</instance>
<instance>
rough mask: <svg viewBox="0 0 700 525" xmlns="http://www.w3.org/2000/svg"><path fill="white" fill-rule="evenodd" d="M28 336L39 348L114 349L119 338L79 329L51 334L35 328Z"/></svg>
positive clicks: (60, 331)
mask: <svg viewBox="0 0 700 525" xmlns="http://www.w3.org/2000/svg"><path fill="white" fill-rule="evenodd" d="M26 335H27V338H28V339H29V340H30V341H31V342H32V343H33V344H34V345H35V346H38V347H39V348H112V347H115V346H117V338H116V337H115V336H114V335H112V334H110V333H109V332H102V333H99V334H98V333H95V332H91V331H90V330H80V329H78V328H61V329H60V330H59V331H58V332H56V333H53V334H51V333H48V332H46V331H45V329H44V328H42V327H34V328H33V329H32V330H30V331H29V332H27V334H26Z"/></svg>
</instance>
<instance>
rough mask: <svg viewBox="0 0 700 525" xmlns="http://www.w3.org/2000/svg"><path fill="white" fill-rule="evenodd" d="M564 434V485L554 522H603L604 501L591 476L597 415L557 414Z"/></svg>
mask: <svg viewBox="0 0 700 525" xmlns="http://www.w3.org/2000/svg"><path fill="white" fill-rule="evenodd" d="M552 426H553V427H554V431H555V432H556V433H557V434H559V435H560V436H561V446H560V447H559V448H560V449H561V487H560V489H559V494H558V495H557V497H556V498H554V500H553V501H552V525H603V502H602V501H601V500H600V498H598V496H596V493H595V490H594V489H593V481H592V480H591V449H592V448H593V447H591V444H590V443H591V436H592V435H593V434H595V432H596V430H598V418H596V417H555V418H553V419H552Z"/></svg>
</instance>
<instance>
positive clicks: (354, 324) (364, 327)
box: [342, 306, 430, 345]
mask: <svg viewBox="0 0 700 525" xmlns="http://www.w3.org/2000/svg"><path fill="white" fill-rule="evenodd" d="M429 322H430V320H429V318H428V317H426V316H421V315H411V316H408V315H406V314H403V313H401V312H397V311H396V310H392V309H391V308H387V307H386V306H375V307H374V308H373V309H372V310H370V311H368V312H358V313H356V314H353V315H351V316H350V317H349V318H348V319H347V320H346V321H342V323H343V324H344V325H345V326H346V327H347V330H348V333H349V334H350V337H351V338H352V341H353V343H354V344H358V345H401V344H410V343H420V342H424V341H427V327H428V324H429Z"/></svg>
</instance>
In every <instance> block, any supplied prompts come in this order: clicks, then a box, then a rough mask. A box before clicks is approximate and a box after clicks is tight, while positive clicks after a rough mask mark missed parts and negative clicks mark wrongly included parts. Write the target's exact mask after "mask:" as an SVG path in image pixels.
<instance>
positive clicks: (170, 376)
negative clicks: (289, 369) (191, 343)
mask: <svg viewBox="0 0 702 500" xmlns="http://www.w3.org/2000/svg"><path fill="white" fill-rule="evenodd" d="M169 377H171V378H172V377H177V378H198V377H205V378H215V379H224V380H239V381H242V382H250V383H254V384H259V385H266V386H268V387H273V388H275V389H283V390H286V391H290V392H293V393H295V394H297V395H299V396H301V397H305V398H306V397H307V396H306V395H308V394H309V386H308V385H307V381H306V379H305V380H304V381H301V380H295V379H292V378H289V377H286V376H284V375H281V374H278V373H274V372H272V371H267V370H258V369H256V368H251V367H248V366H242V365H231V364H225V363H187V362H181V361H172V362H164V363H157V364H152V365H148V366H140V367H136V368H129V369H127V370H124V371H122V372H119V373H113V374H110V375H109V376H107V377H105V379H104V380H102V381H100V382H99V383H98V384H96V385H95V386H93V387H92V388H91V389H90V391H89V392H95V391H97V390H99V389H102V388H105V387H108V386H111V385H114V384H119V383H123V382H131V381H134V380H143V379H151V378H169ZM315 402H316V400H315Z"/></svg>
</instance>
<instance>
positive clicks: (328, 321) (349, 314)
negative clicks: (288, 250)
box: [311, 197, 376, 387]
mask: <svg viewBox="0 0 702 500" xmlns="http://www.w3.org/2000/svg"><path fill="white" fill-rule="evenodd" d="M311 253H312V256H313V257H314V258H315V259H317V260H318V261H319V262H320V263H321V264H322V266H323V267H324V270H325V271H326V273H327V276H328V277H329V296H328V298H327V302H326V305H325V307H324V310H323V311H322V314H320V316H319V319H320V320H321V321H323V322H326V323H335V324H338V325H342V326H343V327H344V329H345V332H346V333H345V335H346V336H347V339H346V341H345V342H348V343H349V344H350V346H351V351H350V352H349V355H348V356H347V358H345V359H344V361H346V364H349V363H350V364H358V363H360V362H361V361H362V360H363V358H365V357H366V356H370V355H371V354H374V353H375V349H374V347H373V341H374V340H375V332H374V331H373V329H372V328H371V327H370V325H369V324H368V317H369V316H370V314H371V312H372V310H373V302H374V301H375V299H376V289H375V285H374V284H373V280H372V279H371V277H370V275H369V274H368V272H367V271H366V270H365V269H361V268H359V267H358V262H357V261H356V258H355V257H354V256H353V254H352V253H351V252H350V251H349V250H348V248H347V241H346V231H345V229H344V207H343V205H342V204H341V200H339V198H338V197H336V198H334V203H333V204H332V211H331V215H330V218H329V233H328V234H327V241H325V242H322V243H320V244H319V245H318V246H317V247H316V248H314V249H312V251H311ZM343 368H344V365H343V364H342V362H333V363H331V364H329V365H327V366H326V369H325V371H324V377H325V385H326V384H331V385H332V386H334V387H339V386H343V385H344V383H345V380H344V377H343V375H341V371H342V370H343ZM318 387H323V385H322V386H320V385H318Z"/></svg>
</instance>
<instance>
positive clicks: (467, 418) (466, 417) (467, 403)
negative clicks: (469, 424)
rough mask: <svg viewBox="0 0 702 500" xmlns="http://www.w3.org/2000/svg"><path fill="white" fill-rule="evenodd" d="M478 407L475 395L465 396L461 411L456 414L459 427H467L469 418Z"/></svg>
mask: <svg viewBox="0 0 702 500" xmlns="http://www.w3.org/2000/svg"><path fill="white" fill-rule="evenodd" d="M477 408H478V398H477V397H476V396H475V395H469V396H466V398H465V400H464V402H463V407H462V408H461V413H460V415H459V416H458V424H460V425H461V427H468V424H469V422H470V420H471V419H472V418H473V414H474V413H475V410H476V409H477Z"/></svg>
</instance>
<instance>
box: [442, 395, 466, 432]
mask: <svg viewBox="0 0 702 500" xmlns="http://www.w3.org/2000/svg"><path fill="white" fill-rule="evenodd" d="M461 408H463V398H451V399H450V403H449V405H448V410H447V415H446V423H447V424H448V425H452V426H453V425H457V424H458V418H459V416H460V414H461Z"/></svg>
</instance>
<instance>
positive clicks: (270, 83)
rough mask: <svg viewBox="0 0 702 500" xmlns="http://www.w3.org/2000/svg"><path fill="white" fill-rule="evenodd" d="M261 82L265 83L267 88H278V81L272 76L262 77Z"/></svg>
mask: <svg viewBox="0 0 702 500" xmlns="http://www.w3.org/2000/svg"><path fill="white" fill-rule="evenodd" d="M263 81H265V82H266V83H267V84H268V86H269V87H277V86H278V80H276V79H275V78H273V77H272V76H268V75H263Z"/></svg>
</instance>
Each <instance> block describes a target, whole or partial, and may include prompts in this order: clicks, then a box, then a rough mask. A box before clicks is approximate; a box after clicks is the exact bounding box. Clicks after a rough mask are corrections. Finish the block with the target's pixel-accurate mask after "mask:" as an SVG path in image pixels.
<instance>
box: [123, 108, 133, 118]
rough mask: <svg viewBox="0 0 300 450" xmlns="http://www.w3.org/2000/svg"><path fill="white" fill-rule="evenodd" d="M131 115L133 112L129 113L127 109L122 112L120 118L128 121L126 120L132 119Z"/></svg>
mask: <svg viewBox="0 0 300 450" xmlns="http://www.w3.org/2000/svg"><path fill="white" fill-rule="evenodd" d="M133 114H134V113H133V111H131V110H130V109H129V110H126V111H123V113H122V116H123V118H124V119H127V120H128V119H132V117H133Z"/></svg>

——

### Exercise
Write out a verbatim copy of the data, beginning with its first line and ending with the line that contains "positive clicks: (354, 324) (364, 327)".

### Output for this task
</instance>
<instance>
rough mask: <svg viewBox="0 0 700 525" xmlns="http://www.w3.org/2000/svg"><path fill="white" fill-rule="evenodd" d="M28 336L39 348L114 349L119 338L79 329L51 334L35 328Z"/></svg>
positive clicks: (60, 331)
mask: <svg viewBox="0 0 700 525" xmlns="http://www.w3.org/2000/svg"><path fill="white" fill-rule="evenodd" d="M26 335H27V338H28V339H29V340H30V341H31V342H32V343H33V344H34V345H35V346H38V347H39V348H112V347H115V346H117V338H116V337H115V336H114V335H112V334H110V333H109V332H102V333H99V334H98V333H95V332H91V331H90V330H80V329H78V328H61V329H60V330H59V331H58V332H56V333H53V334H51V333H48V332H46V331H45V329H44V328H42V327H34V328H33V329H32V330H30V331H29V332H27V334H26Z"/></svg>
</instance>
<instance>
rough mask: <svg viewBox="0 0 700 525" xmlns="http://www.w3.org/2000/svg"><path fill="white" fill-rule="evenodd" d="M564 434V485L554 522H603L604 501L591 476L597 415L557 414Z"/></svg>
mask: <svg viewBox="0 0 700 525" xmlns="http://www.w3.org/2000/svg"><path fill="white" fill-rule="evenodd" d="M552 426H553V427H554V431H555V432H556V433H557V434H559V435H560V436H561V446H560V447H559V448H560V449H561V487H560V489H559V494H558V495H557V497H556V498H554V500H553V501H552V525H603V502H602V501H601V500H600V498H598V496H596V493H595V490H594V489H593V481H592V480H591V449H592V448H593V447H591V444H590V443H591V436H592V435H593V434H595V432H596V430H598V418H596V417H555V418H553V419H552Z"/></svg>
</instance>
<instance>
positive clicks: (354, 324) (364, 327)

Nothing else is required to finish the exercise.